* [Dokumenttext]:
######

Um dieses Ziel zu erreichen, schlagen wir vor, die derzeitig im Weltraum verwendeten Techniken mit Hilfe atom-optischer Methoden zu erweitern. Bislang wird die Richtungsabhängigkeit einfallender Atome durch Ausschluss (Absorption) „im falschen Winkel“ einfallender Teilchen festgestellt, so etwa bei IBEX mit einem einfachen Blendensystem [10]. Ein solches System ist robust, erschwert allerdings eine Vergrößerung der effektiven Sammelfläche. Eine solche erscheint allerdings erstrebenswert, um höhere Zählraten und somit auch eine bessere Statistik zu erzielen, insbesondere in Energiebereichen und bei Teilchensorten , bei denen ein experimenteller Nachweis nur mit geringer Effizienz möglich ist.

Gerade der ideale „tracer“ Helium ist von dieser Problematik besonders betroffen. Die in IBEX für Wasser- und Sauerstoff gut funktionierende negative Ionisierungstechnik ist nicht für He geeignet. Stattdessen wird, wie bereits bei der Raumsonde Ulysses [11], die kinetische Energie von He-Atomen zum Herausschlagen von Ionen aus der Oberfläche geeigneter Materialien benutzt. Eine im Labor üblichere Nachweismethode beruht auf der Stoßionisation durch Elektronen [12]. Unterhalb einer Energie von 10 eV sind allerdings alle zurzeit bekannten bzw. realisierbaren Nachweismethoden für He mit einer geringen Effizienz behaftet [13]. An der Steigerung der Detektor-Effizienz wird zurzeit im Rahmen einer europäischen Forschungsinitiative intensiv geforscht, da sie für die Entwicklung einer neutrale He-Strahlen verwendenden Mikroskopiertechnik von zentraler Wichtigkeit ist [14].

Um trotz einer vergleichsweise geringen Nachweiseffizienz genügend He Atome „sehen“ zu können, muss der Heliumfluss im Detektorbereich durch Vergrößern der Sammelfläche entsprechend gesteigert werden. Es wird eine Art „Trichter“ für He benötigt. Die Herstellung eines solchen erscheint derzeit machbar. Bereits 1997 wurde nachgewiesen, dass eine entlang einer passenden Kristallebene präparierte Silizium-Oberfläche He- Atome z.T. wie ein Spiegel reflektiert. (Helium ist gerade wegen seines stark ausgeprägten Edelgas-Charakters für eine solche Manipulationsmethode gut geeignet.) Die aktuell besten He-Spiegel bestehen aus einem mit einer einlagigen Schicht Graphen bedeckten Substrat [16]. Diese Technik ermöglicht insbesondere die Herstellung gekrümmter Spiegel. Sie ist außerdem langzeitstabil. Zudem erhält man selbst nach tagelangem Kontakt mit Luft die ideale Spiegelqualität durch kurzes Aufheizen auf 100°C wieder zurück.

######

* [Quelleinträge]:
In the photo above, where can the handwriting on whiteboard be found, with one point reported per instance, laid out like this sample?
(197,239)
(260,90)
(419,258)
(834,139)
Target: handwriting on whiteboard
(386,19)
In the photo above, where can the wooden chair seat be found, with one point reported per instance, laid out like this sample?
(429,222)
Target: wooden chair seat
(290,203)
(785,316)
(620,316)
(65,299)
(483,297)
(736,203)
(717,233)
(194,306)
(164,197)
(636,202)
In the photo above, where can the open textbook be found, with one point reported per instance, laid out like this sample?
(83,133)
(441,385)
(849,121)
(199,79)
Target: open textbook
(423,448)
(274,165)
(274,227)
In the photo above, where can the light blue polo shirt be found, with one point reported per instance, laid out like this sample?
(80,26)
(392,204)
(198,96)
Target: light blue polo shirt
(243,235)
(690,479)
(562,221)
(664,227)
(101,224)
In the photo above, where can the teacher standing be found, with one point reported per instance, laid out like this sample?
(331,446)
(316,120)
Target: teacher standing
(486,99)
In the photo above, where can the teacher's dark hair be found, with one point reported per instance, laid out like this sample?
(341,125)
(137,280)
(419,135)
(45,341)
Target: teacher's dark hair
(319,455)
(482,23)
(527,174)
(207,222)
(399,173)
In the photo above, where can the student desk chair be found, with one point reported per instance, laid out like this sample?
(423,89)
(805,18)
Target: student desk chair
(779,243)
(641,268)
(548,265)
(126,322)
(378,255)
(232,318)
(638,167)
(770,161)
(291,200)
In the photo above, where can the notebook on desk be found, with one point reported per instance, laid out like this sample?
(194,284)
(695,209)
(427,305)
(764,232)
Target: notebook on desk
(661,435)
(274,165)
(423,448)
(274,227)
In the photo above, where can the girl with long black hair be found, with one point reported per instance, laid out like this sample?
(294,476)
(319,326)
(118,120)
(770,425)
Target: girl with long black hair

######

* [Arbeitsanweisungen]:
a) Ändern Sie den Abschnitt des Dokumenttexts von „Gerade der ideale“ bis einschließlich „Wichtigkeit ist [14].“, indem Sie ihn mit „Photonen“ anstelle von „Elektronen“ neu ausgeben.
b) Woraus bestehen laut Dokumenttext die aktuell besten He-Spiegel?
c) Prüfen Sie, ob die folgenden Aussagen mit dem Dokumenttext übereinstimmen, und belegen Sie jedes Urteil mit dem entscheidenden Wortlaut:
(i) Die bei IBEX verwendete negative Ionisierungstechnik eignet sich für Helium.
(ii) Dass eine Silizium-Oberfläche He-Atome teilweise wie ein Spiegel reflektiert, wurde bereits 1997 nachgewiesen.
(iii) Die ideale Spiegelqualität lässt sich durch kurzes Aufheizen auf 200°C wiederherstellen.

* [Antworten je Aufgabe]:
a)
Gerade der ideale „tracer“ Helium ist von dieser Problematik besonders betroffen. Die in IBEX für Wasser- und Sauerstoff gut funktionierende negative Ionisierungstechnik ist nicht für He geeignet. Stattdessen wird, wie bereits bei der Raumsonde Ulysses [11], die kinetische Energie von He-Atomen zum Herausschlagen von Ionen aus der Oberfläche geeigneter Materialien benutzt. Eine im Labor üblichere Nachweismethode beruht auf der Stoßionisation durch Photonen [12]. Unterhalb einer Energie von 10 eV sind allerdings alle zurzeit bekannten bzw. realisierbaren Nachweismethoden für He mit einer geringen Effizienz behaftet [13]. An der Steigerung der Detektor-Effizienz wird zurzeit im Rahmen einer europäischen Forschungsinitiative intensiv geforscht, da sie für die Entwicklung einer neutrale He-Strahlen verwendenden Mikroskopiertechnik von zentraler Wichtigkeit ist [14].

b) Aus einem Substrat, das mit einer einlagigen Schicht Graphen bedeckt ist.

c)
(i) Nein: „ist nicht für He geeignet“
(ii) Ja: „Bereits 1997 wurde nachgewiesen, dass eine entlang einer passenden Kristallebene präparierte Silizium-Oberfläche He- Atome z.T. wie ein Spiegel reflektiert.“
(iii) Nein: „durch kurzes Aufheizen auf 100°C wieder zurück“